WHAT THE TASK REQUIRES: Exactly reproduce the lines from the line that has "Q: Point out each instance of the espresso" down to the last line of the entries, inclusive.

____________

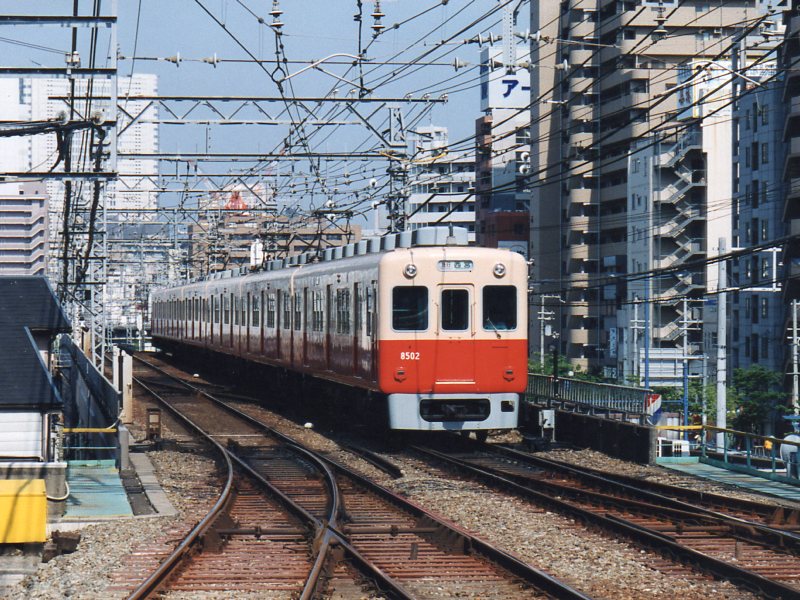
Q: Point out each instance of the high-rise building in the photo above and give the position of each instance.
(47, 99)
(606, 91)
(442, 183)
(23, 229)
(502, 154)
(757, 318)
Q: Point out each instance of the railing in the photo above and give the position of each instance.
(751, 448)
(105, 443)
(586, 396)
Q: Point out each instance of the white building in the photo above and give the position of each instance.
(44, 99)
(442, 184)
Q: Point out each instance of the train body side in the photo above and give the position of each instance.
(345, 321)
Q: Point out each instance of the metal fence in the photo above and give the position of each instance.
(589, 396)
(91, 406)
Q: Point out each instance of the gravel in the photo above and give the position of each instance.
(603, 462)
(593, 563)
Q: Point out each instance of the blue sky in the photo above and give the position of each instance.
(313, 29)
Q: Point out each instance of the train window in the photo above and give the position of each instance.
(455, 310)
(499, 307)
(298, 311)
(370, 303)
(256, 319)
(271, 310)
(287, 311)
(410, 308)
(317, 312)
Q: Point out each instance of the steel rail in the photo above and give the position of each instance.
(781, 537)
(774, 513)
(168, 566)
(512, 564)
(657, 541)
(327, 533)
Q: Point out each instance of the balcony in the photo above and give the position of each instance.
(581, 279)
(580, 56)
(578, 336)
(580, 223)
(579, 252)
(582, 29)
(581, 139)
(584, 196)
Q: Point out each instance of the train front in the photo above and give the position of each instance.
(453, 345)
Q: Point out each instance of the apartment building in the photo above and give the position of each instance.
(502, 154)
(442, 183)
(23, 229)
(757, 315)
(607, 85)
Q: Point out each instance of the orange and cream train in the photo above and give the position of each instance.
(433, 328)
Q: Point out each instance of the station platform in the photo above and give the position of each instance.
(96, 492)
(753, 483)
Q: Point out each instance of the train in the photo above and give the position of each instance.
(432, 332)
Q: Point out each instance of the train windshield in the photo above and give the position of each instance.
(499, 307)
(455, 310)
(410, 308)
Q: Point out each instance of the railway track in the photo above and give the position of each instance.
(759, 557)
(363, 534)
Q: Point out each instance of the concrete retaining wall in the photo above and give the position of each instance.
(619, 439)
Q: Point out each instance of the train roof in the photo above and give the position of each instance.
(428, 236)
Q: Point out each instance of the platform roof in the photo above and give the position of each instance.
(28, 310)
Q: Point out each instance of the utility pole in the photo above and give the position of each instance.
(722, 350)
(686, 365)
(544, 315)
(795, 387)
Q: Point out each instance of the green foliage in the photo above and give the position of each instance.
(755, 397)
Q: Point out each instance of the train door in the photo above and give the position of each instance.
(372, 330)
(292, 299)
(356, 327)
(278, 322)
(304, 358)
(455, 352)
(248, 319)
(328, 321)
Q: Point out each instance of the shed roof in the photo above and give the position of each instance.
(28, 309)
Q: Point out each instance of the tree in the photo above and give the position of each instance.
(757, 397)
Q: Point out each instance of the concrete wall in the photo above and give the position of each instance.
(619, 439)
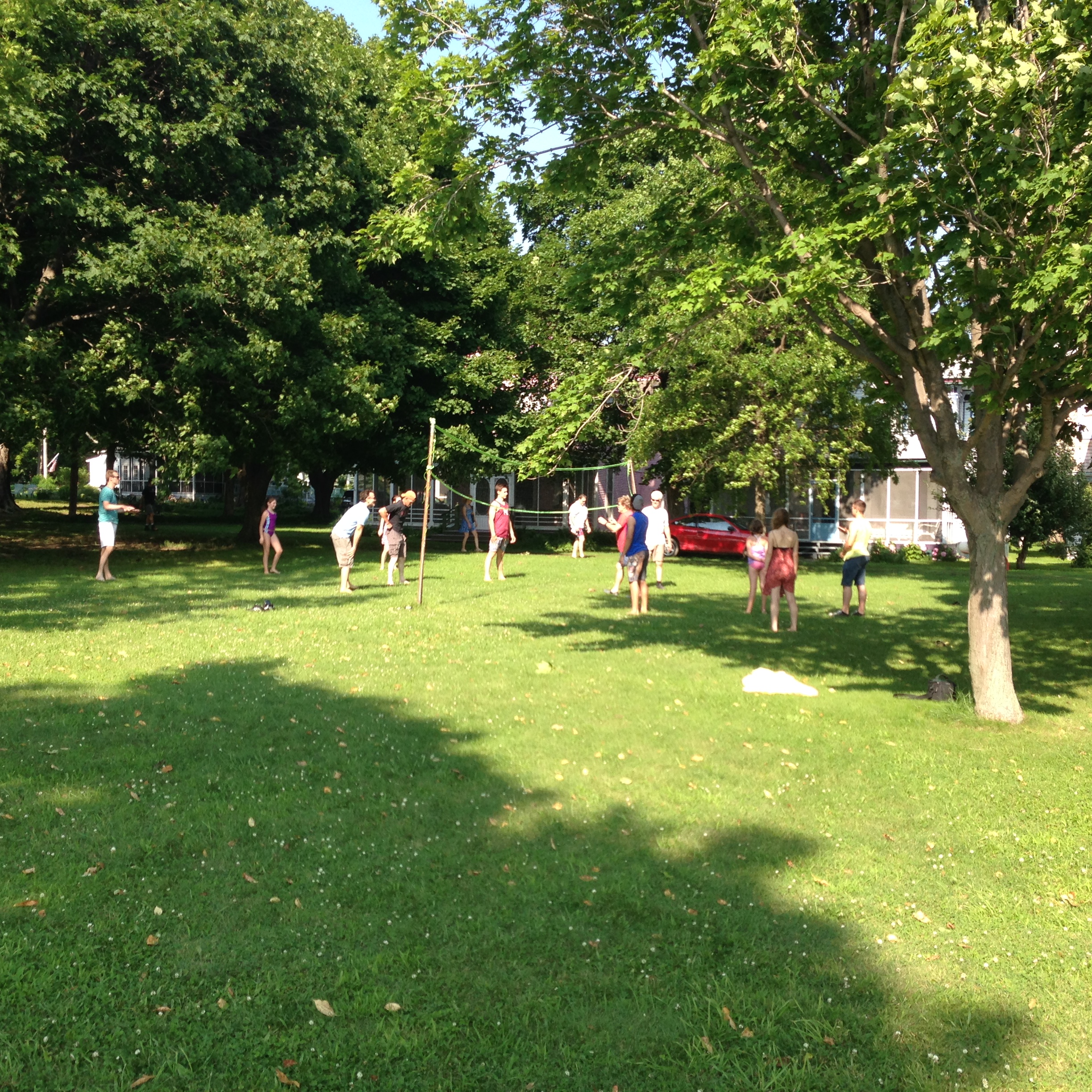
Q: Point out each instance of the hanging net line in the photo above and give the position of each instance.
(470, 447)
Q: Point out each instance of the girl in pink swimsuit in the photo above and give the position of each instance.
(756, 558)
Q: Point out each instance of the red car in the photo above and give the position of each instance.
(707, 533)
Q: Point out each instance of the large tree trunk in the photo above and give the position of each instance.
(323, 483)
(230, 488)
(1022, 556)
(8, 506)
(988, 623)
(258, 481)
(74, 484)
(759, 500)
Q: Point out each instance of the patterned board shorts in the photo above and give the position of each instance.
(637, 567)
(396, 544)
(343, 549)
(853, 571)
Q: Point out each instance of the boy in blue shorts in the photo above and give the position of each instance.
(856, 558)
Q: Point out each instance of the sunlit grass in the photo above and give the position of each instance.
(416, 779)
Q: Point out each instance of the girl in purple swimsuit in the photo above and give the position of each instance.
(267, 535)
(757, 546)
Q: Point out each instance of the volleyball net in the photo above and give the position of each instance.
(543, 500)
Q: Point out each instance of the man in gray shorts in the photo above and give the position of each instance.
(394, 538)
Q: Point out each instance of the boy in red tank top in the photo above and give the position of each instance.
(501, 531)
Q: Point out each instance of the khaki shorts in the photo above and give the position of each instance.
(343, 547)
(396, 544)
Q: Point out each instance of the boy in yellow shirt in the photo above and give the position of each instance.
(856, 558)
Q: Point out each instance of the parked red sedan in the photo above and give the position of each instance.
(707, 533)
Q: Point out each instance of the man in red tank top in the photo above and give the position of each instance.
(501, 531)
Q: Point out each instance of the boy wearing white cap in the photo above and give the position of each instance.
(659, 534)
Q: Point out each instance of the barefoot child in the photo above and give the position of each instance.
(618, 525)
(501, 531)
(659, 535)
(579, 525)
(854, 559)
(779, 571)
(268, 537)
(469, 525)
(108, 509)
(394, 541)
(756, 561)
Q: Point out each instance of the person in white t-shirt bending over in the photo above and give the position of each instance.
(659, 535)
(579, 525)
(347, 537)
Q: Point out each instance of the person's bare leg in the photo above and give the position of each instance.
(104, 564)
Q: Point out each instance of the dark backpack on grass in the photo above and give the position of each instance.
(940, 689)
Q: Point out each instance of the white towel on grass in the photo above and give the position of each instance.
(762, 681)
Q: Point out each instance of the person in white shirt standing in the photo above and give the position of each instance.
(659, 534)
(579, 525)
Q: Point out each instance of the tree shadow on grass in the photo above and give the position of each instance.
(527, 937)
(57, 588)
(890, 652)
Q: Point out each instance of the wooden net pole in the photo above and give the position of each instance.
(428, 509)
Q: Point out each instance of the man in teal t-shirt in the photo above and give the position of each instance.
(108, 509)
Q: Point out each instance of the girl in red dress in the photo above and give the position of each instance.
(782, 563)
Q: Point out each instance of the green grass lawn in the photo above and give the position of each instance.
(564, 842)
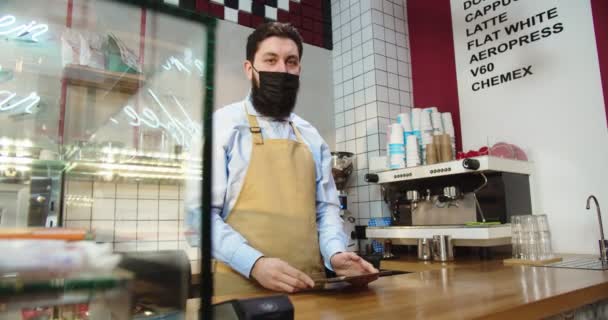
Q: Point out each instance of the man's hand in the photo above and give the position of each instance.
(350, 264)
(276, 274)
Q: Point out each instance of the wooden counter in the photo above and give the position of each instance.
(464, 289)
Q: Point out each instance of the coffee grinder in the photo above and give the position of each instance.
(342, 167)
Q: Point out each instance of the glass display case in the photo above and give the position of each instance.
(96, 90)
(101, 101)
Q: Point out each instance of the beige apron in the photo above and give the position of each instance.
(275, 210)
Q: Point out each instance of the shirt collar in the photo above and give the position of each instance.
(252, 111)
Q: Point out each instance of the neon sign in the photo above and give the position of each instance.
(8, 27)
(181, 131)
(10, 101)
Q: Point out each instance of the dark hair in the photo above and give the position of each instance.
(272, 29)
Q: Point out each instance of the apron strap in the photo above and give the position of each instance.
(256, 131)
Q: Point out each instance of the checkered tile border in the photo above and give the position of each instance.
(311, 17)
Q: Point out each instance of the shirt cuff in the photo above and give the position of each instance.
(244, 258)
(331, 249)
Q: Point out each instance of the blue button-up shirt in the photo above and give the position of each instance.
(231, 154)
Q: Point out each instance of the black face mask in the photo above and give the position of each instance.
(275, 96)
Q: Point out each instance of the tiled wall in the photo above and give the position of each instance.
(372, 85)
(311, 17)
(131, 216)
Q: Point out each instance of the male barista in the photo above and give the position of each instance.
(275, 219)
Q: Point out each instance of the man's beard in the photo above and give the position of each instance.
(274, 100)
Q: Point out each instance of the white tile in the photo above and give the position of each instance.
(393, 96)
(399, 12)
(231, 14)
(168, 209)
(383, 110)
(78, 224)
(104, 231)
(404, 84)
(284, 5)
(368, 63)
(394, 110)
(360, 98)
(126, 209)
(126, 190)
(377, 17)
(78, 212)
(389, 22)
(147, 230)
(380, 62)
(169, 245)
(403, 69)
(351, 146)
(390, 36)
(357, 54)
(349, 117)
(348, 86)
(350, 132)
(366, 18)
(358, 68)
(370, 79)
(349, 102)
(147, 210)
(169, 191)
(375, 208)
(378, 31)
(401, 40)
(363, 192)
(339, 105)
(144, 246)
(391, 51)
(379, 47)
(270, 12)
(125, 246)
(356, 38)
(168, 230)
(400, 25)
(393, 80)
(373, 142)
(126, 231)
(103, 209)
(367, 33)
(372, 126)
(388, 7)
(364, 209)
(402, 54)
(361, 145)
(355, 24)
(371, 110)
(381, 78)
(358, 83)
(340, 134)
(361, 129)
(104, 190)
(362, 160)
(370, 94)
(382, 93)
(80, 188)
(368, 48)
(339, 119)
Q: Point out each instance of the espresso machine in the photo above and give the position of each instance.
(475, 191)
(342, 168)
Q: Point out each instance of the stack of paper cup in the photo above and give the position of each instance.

____________

ANSWER:
Q: Point out each instance of the espresso machine in the photo above and give the position of each instance.
(475, 191)
(342, 168)
Q: Point out each instance of the stack of paper cup in the photo above and give the position of each instance.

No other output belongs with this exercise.